== THE PROBLEM ==
Below are records; reply with nothing but the number of lines in them that contain "railing".

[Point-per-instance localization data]
========================================================================

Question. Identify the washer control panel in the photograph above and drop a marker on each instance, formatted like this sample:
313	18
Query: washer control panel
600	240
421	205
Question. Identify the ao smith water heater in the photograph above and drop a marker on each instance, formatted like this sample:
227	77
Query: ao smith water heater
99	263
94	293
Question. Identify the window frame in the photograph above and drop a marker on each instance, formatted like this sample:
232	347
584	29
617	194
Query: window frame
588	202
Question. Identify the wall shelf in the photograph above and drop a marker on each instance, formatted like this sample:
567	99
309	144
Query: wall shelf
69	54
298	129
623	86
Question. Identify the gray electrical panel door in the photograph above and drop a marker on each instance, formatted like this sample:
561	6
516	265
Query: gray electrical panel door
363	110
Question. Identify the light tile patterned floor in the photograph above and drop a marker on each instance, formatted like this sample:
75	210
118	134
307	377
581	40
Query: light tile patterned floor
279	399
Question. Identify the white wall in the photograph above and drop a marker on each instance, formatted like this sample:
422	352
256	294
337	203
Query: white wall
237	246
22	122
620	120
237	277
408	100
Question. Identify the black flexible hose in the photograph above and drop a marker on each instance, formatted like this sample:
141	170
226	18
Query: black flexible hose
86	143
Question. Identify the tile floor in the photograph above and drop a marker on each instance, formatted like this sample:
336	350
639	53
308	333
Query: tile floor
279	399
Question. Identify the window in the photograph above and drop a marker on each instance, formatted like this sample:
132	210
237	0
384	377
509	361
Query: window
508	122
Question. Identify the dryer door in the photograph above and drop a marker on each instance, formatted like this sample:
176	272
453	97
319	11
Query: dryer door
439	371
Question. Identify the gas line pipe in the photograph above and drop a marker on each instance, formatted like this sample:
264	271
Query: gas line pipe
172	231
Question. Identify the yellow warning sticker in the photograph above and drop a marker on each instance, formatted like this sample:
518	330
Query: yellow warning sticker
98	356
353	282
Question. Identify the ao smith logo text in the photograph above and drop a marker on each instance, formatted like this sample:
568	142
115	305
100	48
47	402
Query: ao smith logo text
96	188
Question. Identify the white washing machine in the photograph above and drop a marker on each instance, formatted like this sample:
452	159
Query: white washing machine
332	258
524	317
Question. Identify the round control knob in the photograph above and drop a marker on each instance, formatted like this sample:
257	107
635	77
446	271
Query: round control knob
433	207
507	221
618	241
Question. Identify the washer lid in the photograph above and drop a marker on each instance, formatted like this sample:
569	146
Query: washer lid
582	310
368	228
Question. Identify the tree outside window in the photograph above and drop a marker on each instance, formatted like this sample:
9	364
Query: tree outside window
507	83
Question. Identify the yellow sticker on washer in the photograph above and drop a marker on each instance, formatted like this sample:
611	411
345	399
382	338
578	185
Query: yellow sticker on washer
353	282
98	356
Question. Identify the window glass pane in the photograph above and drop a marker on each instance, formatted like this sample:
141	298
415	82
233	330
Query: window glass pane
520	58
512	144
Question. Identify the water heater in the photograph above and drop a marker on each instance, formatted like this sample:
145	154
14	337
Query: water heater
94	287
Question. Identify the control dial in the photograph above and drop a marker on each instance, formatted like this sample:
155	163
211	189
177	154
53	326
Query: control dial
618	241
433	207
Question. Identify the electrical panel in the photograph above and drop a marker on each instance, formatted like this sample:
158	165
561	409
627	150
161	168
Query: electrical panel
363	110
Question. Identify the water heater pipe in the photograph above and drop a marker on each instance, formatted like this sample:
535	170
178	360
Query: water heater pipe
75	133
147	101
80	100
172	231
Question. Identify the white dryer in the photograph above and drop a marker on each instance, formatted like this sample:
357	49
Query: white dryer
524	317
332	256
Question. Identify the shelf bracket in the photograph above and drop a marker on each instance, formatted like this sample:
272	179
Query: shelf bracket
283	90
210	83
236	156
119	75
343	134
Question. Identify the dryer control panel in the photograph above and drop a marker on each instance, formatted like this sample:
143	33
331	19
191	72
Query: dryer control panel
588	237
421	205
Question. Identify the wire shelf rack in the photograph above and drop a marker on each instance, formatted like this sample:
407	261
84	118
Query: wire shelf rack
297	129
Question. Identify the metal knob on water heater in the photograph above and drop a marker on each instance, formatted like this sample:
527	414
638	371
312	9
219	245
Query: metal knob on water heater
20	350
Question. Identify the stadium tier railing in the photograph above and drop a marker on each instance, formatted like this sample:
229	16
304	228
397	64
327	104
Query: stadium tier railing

========================================================================

== ANSWER SECTION ==
2